-- Start of SOURCE MATERIAL --

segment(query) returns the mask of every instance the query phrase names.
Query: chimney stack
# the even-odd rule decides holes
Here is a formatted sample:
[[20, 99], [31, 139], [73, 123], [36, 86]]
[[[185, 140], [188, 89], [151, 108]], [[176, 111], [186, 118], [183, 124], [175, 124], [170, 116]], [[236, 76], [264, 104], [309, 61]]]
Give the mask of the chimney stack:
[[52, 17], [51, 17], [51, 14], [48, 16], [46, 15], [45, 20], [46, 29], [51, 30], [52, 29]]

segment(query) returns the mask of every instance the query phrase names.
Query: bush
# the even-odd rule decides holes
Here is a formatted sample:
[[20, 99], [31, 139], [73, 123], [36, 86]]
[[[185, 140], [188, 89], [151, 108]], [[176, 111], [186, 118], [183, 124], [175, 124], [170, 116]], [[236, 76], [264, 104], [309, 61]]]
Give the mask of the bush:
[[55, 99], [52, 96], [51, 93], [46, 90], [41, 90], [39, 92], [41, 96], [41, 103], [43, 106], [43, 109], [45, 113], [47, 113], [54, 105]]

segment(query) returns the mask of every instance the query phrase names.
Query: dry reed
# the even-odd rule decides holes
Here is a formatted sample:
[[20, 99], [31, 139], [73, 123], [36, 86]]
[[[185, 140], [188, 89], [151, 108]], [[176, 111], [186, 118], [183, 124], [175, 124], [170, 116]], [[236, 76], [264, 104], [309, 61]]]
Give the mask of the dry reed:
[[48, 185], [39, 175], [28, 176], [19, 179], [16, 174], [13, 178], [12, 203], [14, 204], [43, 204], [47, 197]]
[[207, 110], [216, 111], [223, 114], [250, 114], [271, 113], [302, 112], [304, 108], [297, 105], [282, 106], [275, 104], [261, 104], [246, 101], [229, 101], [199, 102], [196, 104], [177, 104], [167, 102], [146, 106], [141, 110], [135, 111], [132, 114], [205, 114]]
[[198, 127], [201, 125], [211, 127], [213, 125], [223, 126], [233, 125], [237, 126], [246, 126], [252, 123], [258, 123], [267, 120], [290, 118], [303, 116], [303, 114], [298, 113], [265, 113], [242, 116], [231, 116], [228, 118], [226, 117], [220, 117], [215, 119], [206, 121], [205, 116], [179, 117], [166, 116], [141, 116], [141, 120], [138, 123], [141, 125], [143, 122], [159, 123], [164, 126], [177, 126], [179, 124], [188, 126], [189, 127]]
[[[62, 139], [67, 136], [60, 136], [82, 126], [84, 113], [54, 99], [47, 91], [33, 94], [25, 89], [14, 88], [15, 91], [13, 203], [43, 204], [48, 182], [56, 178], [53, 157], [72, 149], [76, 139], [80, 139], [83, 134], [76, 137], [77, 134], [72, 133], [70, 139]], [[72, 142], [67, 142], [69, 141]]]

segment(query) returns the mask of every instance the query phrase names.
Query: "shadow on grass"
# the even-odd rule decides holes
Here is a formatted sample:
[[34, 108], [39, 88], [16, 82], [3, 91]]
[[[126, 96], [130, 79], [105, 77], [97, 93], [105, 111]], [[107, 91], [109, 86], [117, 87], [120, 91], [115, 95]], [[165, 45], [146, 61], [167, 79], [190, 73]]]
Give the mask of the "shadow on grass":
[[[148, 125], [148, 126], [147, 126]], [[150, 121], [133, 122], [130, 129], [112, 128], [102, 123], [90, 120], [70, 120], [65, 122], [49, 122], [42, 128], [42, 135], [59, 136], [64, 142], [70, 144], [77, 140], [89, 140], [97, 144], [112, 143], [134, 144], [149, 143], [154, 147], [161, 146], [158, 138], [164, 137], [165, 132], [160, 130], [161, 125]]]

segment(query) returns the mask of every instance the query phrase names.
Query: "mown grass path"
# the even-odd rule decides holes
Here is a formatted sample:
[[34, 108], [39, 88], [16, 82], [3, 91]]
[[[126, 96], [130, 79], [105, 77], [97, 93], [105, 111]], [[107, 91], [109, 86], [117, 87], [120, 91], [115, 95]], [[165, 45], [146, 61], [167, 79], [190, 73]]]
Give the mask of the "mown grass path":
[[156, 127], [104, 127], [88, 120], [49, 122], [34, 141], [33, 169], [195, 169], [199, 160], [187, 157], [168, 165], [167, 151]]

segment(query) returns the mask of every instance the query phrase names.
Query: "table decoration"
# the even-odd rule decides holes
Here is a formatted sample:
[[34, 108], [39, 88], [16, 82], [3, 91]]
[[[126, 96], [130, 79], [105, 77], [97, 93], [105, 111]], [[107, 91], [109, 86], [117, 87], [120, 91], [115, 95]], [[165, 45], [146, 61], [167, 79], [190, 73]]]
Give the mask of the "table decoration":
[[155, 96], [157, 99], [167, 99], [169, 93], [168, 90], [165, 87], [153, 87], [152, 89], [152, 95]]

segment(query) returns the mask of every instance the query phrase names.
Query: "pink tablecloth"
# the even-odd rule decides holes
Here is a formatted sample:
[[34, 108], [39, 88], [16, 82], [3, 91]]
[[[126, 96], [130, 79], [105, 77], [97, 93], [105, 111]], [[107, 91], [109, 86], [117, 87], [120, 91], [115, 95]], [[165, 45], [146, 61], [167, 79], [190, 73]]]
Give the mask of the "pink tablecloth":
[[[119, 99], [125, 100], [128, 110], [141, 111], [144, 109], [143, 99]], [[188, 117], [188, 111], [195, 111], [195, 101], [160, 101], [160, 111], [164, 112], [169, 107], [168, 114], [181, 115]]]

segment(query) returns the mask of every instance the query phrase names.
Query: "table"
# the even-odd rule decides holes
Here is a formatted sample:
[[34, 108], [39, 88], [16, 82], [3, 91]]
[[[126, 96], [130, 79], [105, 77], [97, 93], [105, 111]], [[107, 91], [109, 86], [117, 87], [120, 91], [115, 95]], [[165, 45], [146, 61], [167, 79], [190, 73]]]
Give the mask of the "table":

-- End of SOURCE MATERIAL --

**EXERCISE INSTRUCTIONS:** Update the data above so that "formatted sample" reads "worked sample" wherever it occurs, and leave every other line unchanged.

**TASK ANSWER:**
segment(query) returns the mask of every instance the query phrase names.
Query: chimney stack
# the even-odd rule decides holes
Here is a worked sample:
[[20, 99], [31, 139], [73, 123], [36, 86]]
[[[185, 140], [188, 89], [151, 108]], [[176, 111], [186, 118], [183, 124], [175, 124], [170, 116]], [[236, 76], [264, 104], [309, 61]]]
Give the mask of the chimney stack:
[[52, 17], [51, 17], [51, 14], [48, 16], [46, 15], [45, 20], [46, 29], [51, 30], [52, 29]]

segment(query) returns the mask of every instance the query phrase names.
Query: bush
# the even-odd rule decides holes
Here is a worked sample:
[[20, 99], [31, 139], [73, 123], [36, 86]]
[[[185, 140], [188, 89], [151, 108]], [[176, 111], [186, 118], [183, 124], [175, 124], [170, 116]], [[236, 76], [264, 104], [309, 61]]]
Give the mask of the bush:
[[55, 99], [52, 96], [51, 93], [46, 90], [41, 90], [39, 92], [41, 96], [41, 103], [43, 106], [43, 109], [45, 113], [47, 113], [54, 105]]

segment(query) returns the mask of every instance the query phrase names.
Query: dry reed
# the even-odd rule decides holes
Here is a worked sample:
[[20, 99], [31, 139], [73, 123], [36, 86]]
[[[185, 140], [188, 89], [151, 108]], [[176, 111], [186, 118], [183, 124], [175, 124], [170, 116]], [[236, 76], [264, 104], [309, 61]]]
Give the mask of the dry reed:
[[48, 185], [39, 175], [28, 176], [19, 179], [16, 174], [13, 178], [12, 203], [14, 204], [43, 204], [47, 197]]
[[207, 110], [216, 111], [223, 114], [250, 114], [271, 113], [302, 112], [304, 108], [297, 105], [282, 106], [275, 104], [261, 104], [246, 101], [229, 101], [199, 102], [196, 104], [177, 104], [167, 102], [146, 106], [141, 110], [135, 111], [132, 114], [205, 114]]
[[198, 127], [201, 125], [211, 127], [213, 125], [223, 126], [233, 125], [237, 126], [246, 126], [252, 123], [258, 123], [267, 120], [290, 118], [303, 116], [303, 114], [298, 113], [265, 113], [242, 116], [231, 116], [228, 118], [226, 117], [220, 117], [215, 119], [206, 121], [205, 116], [179, 117], [166, 116], [141, 116], [141, 120], [138, 123], [141, 125], [143, 122], [159, 123], [164, 126], [177, 126], [179, 124], [188, 126], [189, 127]]
[[[62, 139], [67, 136], [60, 136], [82, 126], [84, 113], [54, 99], [47, 91], [33, 94], [25, 89], [14, 88], [15, 91], [13, 203], [43, 204], [48, 182], [56, 178], [53, 157], [72, 149], [76, 139], [80, 139], [83, 134], [76, 137], [77, 134], [72, 133], [70, 139]], [[72, 142], [67, 142], [69, 141]]]

segment(query) returns the mask of every instance the query phrase names.
Query: "shadow on grass"
# the even-odd rule decides holes
Here is a worked sample:
[[34, 108], [39, 88], [16, 82], [3, 91]]
[[[126, 96], [130, 79], [105, 77], [97, 93], [105, 111]], [[107, 91], [109, 86], [117, 87], [120, 91], [115, 95]], [[165, 45], [146, 61], [167, 79], [190, 73]]]
Give the mask of the "shadow on grass":
[[[148, 125], [148, 126], [147, 126]], [[150, 121], [133, 122], [130, 129], [112, 128], [102, 123], [90, 120], [70, 120], [65, 122], [49, 122], [42, 128], [42, 135], [59, 136], [64, 142], [70, 144], [77, 140], [89, 140], [97, 144], [112, 143], [134, 144], [149, 143], [154, 147], [161, 146], [158, 138], [164, 137], [165, 132], [160, 130], [161, 125]]]

segment(query) returns the mask of every instance the query phrase names.
Query: "mown grass path"
# the even-odd rule decides holes
Here is a worked sample:
[[34, 108], [39, 88], [16, 82], [3, 91]]
[[[126, 96], [130, 79], [105, 77], [97, 93], [105, 111]], [[107, 91], [109, 86], [117, 87], [120, 91], [115, 95]], [[165, 45], [146, 61], [167, 79], [190, 73]]]
Give the mask of the "mown grass path":
[[156, 127], [104, 127], [88, 120], [49, 122], [34, 141], [33, 169], [195, 169], [199, 160], [187, 157], [168, 165], [167, 151]]

segment(query) returns the mask of every instance the query phrase names.
Query: "table decoration"
# the even-odd rule decides holes
Here is a worked sample:
[[34, 108], [39, 88], [16, 82], [3, 91]]
[[[126, 96], [130, 79], [105, 77], [97, 93], [105, 111]], [[107, 91], [109, 86], [117, 87], [120, 91], [115, 95]], [[165, 45], [146, 61], [167, 79], [190, 73]]]
Give the mask of the "table decoration":
[[155, 96], [157, 99], [167, 99], [169, 93], [168, 90], [165, 87], [153, 87], [152, 89], [152, 95]]

segment(query) returns the mask of every instance the query phrase names.
Query: "pink tablecloth"
# the even-odd rule decides holes
Here is a worked sample:
[[34, 108], [39, 88], [16, 82], [3, 91]]
[[[126, 96], [130, 79], [105, 77], [97, 93], [105, 111]], [[107, 91], [109, 86], [117, 87], [120, 91], [115, 95]], [[165, 45], [146, 61], [167, 79], [190, 73]]]
Give the mask of the "pink tablecloth":
[[[119, 99], [125, 100], [128, 110], [141, 111], [144, 109], [143, 99]], [[188, 117], [188, 111], [195, 111], [195, 101], [160, 101], [160, 111], [164, 112], [169, 107], [168, 114], [181, 115]]]

segment(query) returns the mask of every instance the query phrase names.
Query: "table"
# the even-odd rule decides holes
Here is a worked sample:
[[34, 108], [39, 88], [16, 82], [3, 91]]
[[[126, 96], [130, 79], [105, 77], [97, 93], [105, 111]], [[107, 91], [109, 86], [117, 87], [120, 91], [115, 95]], [[165, 45], [146, 61], [167, 79], [190, 73]]]
Give the mask of the "table":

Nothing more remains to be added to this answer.